┌────────

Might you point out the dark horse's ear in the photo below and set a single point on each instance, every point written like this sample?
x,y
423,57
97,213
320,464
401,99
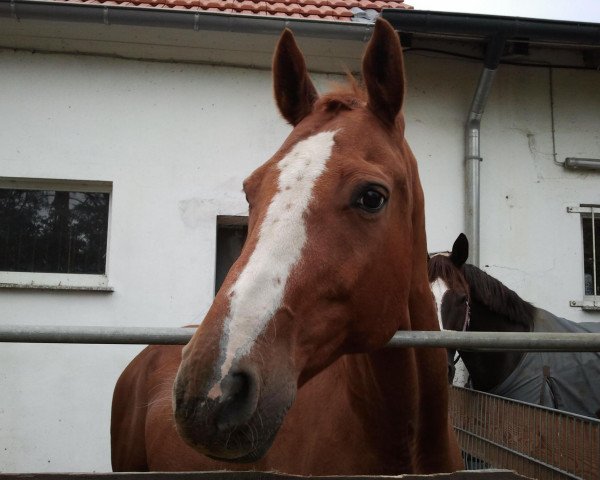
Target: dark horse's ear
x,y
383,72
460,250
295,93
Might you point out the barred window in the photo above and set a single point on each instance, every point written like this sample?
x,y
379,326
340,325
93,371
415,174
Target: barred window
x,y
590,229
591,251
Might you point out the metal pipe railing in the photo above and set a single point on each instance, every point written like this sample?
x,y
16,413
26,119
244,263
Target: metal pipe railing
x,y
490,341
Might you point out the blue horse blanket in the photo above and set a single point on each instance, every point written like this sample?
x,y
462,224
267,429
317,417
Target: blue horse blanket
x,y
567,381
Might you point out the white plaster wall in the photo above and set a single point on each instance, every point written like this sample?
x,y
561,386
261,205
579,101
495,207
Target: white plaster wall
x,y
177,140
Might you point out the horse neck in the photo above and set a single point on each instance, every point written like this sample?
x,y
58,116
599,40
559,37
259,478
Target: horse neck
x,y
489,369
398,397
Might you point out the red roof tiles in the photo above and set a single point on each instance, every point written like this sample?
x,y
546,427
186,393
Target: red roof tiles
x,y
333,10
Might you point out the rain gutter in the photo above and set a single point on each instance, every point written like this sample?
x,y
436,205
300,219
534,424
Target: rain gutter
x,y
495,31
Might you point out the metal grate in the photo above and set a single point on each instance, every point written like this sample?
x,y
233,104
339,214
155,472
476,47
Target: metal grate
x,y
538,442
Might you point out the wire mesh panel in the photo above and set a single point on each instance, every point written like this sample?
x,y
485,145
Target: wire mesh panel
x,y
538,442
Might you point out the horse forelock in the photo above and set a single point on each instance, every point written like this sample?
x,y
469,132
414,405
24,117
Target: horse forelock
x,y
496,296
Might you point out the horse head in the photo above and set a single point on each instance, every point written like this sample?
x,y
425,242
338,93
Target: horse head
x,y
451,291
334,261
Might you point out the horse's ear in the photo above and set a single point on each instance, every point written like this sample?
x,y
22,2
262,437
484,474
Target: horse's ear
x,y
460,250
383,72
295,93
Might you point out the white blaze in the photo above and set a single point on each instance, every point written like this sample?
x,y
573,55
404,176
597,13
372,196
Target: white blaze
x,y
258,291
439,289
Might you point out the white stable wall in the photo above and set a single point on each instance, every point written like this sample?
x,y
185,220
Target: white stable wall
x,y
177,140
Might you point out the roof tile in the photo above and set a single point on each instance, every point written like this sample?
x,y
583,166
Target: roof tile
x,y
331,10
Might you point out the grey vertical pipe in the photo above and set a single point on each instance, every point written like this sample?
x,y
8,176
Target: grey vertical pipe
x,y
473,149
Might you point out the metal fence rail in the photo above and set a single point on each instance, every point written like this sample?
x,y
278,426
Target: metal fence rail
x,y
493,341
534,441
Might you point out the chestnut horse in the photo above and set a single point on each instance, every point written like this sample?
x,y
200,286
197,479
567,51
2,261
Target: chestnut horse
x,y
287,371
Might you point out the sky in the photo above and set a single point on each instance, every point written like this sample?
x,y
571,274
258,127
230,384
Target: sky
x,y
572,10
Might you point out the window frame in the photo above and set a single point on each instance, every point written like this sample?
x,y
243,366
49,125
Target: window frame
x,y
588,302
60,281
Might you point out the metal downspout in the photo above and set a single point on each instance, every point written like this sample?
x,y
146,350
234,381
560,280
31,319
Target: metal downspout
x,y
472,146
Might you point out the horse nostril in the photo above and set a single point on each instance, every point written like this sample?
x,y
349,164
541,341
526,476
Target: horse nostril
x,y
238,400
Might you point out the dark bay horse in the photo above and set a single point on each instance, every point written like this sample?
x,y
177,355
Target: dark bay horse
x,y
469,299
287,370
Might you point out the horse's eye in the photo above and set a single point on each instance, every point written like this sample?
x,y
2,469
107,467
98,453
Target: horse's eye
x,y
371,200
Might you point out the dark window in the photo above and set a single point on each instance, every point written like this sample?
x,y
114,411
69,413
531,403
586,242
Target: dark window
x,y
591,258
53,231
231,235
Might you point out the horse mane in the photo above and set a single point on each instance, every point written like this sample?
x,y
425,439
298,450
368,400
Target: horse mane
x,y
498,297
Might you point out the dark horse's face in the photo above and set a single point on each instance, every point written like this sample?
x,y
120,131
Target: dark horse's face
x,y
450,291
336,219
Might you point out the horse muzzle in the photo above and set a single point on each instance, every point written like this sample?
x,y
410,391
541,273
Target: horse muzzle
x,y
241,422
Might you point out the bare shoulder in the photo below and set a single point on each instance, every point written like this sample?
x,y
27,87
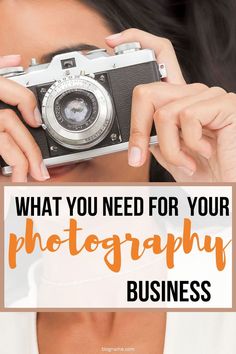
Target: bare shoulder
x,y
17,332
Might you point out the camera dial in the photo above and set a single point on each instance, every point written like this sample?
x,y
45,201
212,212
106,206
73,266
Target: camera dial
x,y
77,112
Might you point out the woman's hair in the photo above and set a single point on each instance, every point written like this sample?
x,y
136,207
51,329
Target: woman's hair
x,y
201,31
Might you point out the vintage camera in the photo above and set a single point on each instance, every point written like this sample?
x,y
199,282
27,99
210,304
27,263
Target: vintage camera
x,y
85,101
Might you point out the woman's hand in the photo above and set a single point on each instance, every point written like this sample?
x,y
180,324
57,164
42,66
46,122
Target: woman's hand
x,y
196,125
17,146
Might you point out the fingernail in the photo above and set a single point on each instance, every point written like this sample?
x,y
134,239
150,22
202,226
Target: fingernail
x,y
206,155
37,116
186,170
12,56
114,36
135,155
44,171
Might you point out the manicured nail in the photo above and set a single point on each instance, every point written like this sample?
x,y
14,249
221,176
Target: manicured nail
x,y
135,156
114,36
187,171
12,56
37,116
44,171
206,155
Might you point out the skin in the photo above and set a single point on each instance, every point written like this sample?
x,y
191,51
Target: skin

└────────

What needs duplicating is the run of lines from the one containing "Might you point out the woman's hand" through the last line of the entries above, exact and complete.

Might you point out the woman's hand in the photo above and set a single point on each instance, every point written like this sample?
x,y
180,324
57,164
42,66
46,122
Target: woman's hand
x,y
196,125
17,146
Might you point out the fingernail in the photo above and set a single point on each instance, every point written like this sample?
x,y
134,239
150,22
202,226
Target: fingernail
x,y
206,155
37,116
186,170
12,56
114,36
135,155
44,171
Might you point out the manicured nail in the photo above and set a single point on each instance, every point written like this sample?
x,y
14,249
221,176
Target: manicured nail
x,y
135,156
114,36
187,171
12,56
37,116
44,171
206,155
Might you point out the skin in the photo above and set a single point on each instance, every point written like this sample?
x,y
191,51
Target: skin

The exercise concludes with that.